* **Work to do**
From the forum question below about scraping text with VBA, list every step the asker reports having already taken to try to resolve the error.

* **Quoted passage**
▬▬▬▬▬▬▬▬▬▬

Home » excel » excel – Why does my code to Scrape Text using VBA works in Debug only

excel – Why does my code to Scrape Text using VBA works in Debug only

Posted by: admin May 14, 2020 Leave a comment

Questions:

I have written some code to scrape specific dates from Google’s patent website. After reviewing lots of examples I figured out the getElementsByClassName that gets the date I need. The code below works when I step through in debug mode and generates the desired MsgBox. But when I run it, it gives me “Run-time error ’91’: Object variable or With block variable not set.”

I have added delays wherever I thought that might be an issue. I have also disassociated the code from any interaction with the Excel spreadsheet where I would ultimately put the date, just to make it as simple as possible. I’ve also copied the code from the original spreadsheet to a new blank one, but same issue.

▬▬▬▬▬▬▬▬▬▬

(Stored records)
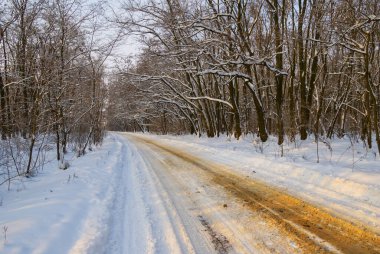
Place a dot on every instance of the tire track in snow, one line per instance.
(312, 228)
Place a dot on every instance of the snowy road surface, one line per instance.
(139, 195)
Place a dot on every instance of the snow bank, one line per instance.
(346, 180)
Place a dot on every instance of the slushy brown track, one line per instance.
(299, 220)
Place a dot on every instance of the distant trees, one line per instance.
(51, 78)
(268, 66)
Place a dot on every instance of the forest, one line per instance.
(288, 68)
(52, 81)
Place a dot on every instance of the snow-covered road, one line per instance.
(139, 194)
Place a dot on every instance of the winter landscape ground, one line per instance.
(143, 193)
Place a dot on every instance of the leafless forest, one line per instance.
(52, 90)
(268, 67)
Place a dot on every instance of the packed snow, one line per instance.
(110, 201)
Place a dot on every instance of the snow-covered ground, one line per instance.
(111, 201)
(346, 180)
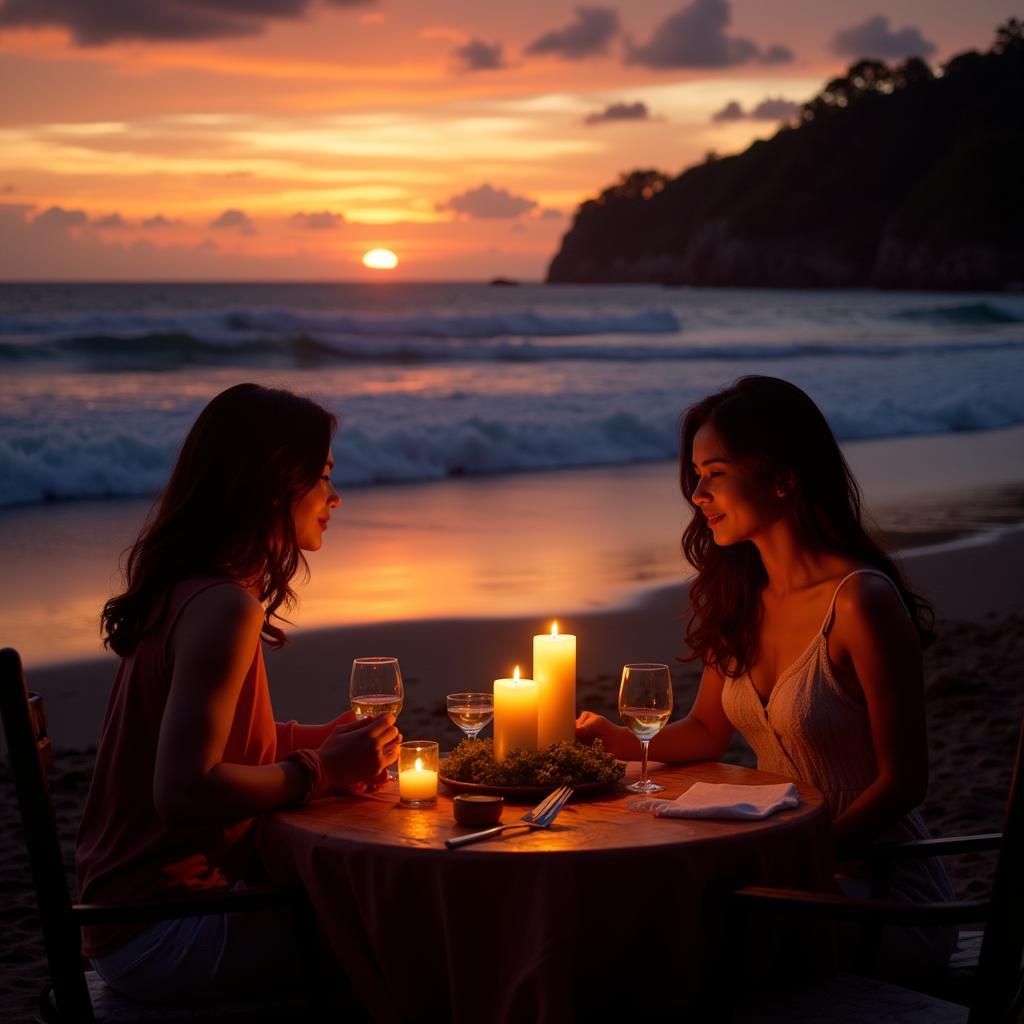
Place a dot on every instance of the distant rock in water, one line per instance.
(893, 177)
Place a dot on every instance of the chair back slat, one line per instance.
(41, 734)
(29, 751)
(1000, 965)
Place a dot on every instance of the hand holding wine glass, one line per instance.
(375, 688)
(645, 706)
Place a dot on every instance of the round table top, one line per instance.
(590, 824)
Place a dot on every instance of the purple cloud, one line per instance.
(486, 203)
(95, 23)
(873, 38)
(478, 55)
(770, 109)
(589, 35)
(695, 37)
(619, 112)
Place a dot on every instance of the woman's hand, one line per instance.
(358, 752)
(617, 739)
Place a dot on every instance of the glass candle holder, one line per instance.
(418, 773)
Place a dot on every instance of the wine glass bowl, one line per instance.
(645, 706)
(471, 712)
(375, 687)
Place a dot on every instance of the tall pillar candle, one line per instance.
(554, 672)
(515, 715)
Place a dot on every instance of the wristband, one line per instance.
(309, 762)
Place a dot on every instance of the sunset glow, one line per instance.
(273, 145)
(380, 259)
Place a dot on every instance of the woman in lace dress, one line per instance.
(811, 641)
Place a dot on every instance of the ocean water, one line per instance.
(98, 383)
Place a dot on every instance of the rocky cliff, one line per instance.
(892, 177)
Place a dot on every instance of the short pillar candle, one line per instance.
(515, 715)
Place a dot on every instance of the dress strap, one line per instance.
(829, 614)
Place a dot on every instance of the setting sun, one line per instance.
(380, 259)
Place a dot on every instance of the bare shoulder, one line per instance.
(867, 600)
(224, 608)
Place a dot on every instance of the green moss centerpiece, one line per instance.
(560, 764)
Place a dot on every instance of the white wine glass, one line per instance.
(645, 706)
(375, 688)
(471, 712)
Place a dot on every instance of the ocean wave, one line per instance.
(965, 313)
(160, 350)
(88, 454)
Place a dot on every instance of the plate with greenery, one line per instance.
(471, 768)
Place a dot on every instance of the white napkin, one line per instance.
(723, 800)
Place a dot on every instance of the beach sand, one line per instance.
(973, 674)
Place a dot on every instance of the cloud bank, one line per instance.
(695, 37)
(770, 109)
(873, 38)
(619, 112)
(486, 203)
(589, 35)
(96, 23)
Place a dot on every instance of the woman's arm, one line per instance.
(873, 641)
(295, 735)
(213, 646)
(701, 735)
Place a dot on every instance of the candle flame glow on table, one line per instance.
(417, 784)
(554, 670)
(515, 715)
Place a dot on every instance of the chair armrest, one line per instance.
(256, 898)
(839, 907)
(943, 847)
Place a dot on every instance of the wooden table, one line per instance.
(568, 923)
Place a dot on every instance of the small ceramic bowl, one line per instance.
(471, 809)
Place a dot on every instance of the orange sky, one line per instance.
(193, 144)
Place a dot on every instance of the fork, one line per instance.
(540, 817)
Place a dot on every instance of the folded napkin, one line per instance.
(723, 800)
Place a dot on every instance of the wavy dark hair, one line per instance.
(773, 429)
(226, 509)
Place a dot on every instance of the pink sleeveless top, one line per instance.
(125, 851)
(814, 731)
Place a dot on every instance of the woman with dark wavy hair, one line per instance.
(810, 638)
(190, 753)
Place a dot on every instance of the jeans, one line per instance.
(223, 954)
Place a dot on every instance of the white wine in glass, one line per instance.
(471, 712)
(645, 706)
(375, 688)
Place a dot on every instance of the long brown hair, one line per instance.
(773, 429)
(226, 509)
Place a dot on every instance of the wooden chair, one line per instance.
(997, 994)
(76, 994)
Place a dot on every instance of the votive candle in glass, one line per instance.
(418, 773)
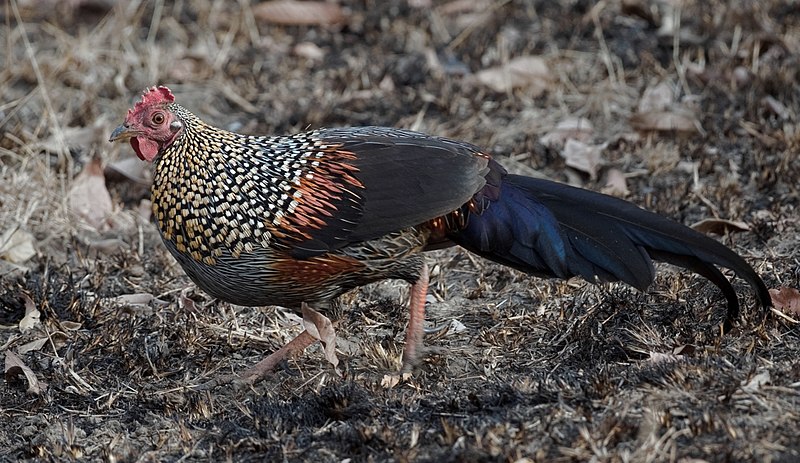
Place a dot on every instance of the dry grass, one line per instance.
(537, 371)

▬▬▬▬▬▬▬▬▬▬

* **Answer**
1. Added delays wherever a delay seemed like it might be an issue.
2. Separated the code from any interaction with the Excel spreadsheet where the date would ultimately go.
3. Copied the code from the original spreadsheet to a new blank one.